→ What the exercise asks: A verbatim copy of the records below, pictures omitted, is the task.

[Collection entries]
▬▬▬
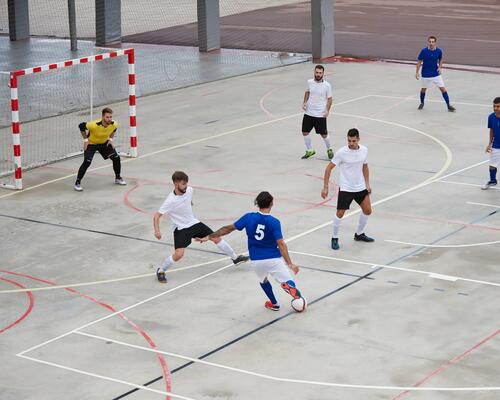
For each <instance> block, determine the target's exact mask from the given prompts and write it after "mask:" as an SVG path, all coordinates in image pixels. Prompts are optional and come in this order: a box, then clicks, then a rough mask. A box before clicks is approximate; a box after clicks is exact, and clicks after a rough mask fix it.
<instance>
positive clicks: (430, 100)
mask: <svg viewBox="0 0 500 400" xmlns="http://www.w3.org/2000/svg"><path fill="white" fill-rule="evenodd" d="M371 96H373V97H382V98H384V99H405V100H408V97H403V96H384V95H381V94H372V95H371ZM410 100H419V99H418V98H417V97H412V98H410ZM425 101H430V102H432V103H442V102H443V100H427V99H425ZM453 104H461V105H464V106H478V107H491V108H492V109H493V104H481V103H467V102H460V101H454V102H453Z"/></svg>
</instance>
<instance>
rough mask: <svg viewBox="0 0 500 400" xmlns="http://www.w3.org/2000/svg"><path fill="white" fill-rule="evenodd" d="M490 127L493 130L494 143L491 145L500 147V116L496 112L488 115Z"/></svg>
mask: <svg viewBox="0 0 500 400" xmlns="http://www.w3.org/2000/svg"><path fill="white" fill-rule="evenodd" d="M488 128H490V129H491V130H493V144H492V146H491V147H493V148H494V149H500V117H497V116H496V114H495V113H491V114H490V115H489V117H488Z"/></svg>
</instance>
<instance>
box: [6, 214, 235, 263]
mask: <svg viewBox="0 0 500 400" xmlns="http://www.w3.org/2000/svg"><path fill="white" fill-rule="evenodd" d="M0 217H3V218H10V219H16V220H19V221H26V222H33V223H35V224H41V225H48V226H55V227H57V228H65V229H72V230H75V231H81V232H89V233H97V234H99V235H106V236H113V237H117V238H121V239H130V240H137V241H139V242H147V243H152V244H156V245H160V246H168V247H172V248H173V247H174V245H173V244H172V243H169V242H161V241H159V240H151V239H143V238H138V237H135V236H128V235H122V234H119V233H112V232H105V231H98V230H96V229H88V228H80V227H78V226H71V225H65V224H56V223H55V222H48V221H40V220H37V219H32V218H25V217H16V216H15V215H8V214H0ZM189 249H190V250H192V251H199V252H201V253H210V254H217V255H221V256H225V255H226V254H224V253H220V252H218V251H212V250H204V249H198V248H196V247H190V248H189Z"/></svg>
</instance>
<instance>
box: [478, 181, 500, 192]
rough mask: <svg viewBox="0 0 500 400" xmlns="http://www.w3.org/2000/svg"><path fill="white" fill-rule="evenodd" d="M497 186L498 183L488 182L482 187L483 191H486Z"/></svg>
▬▬▬
→ Response to the task:
For each <instance> block, determine the target's exact mask from the given prompts and write it after "mask:" as an SVG path, all coordinates in image pixels. Prompts are optional and come in this order: a box, then clicks, then a rough mask. A box before clicks is approximate; a box after clicks is exact, and clicks after a rough mask fix it.
<instance>
positive clicks: (430, 100)
mask: <svg viewBox="0 0 500 400" xmlns="http://www.w3.org/2000/svg"><path fill="white" fill-rule="evenodd" d="M371 96H373V97H382V98H384V99H405V100H408V97H403V96H384V95H381V94H372V95H371ZM410 100H419V99H418V98H417V97H412V98H410ZM425 101H430V102H432V103H442V102H443V100H427V99H425ZM453 104H461V105H464V106H478V107H491V108H492V109H493V104H481V103H467V102H460V101H454V102H453Z"/></svg>
</instance>
<instance>
rough mask: <svg viewBox="0 0 500 400" xmlns="http://www.w3.org/2000/svg"><path fill="white" fill-rule="evenodd" d="M490 127L493 130L494 143L491 145L500 147V116L496 112L488 115Z"/></svg>
mask: <svg viewBox="0 0 500 400" xmlns="http://www.w3.org/2000/svg"><path fill="white" fill-rule="evenodd" d="M488 128H490V129H491V130H493V144H492V146H491V147H493V148H494V149H500V117H497V116H496V114H495V113H491V114H490V115H489V117H488Z"/></svg>
</instance>
<instance>
box: [6, 214, 235, 263]
mask: <svg viewBox="0 0 500 400" xmlns="http://www.w3.org/2000/svg"><path fill="white" fill-rule="evenodd" d="M0 217H3V218H10V219H16V220H19V221H26V222H33V223H35V224H41V225H48V226H55V227H57V228H65V229H72V230H75V231H81V232H89V233H97V234H99V235H106V236H113V237H117V238H121V239H130V240H137V241H139V242H147V243H152V244H156V245H160V246H168V247H172V248H173V247H174V245H173V244H172V243H169V242H161V241H159V240H151V239H143V238H138V237H135V236H128V235H122V234H119V233H112V232H105V231H98V230H96V229H88V228H80V227H78V226H71V225H65V224H56V223H55V222H48V221H40V220H37V219H32V218H25V217H16V216H15V215H8V214H0ZM189 249H190V250H192V251H199V252H201V253H210V254H217V255H221V256H225V255H226V254H224V253H220V252H218V251H212V250H204V249H198V248H196V247H190V248H189Z"/></svg>
</instance>
<instance>
box: [478, 181, 500, 192]
rough mask: <svg viewBox="0 0 500 400" xmlns="http://www.w3.org/2000/svg"><path fill="white" fill-rule="evenodd" d="M497 186L498 183L488 182L482 187L483 191H486Z"/></svg>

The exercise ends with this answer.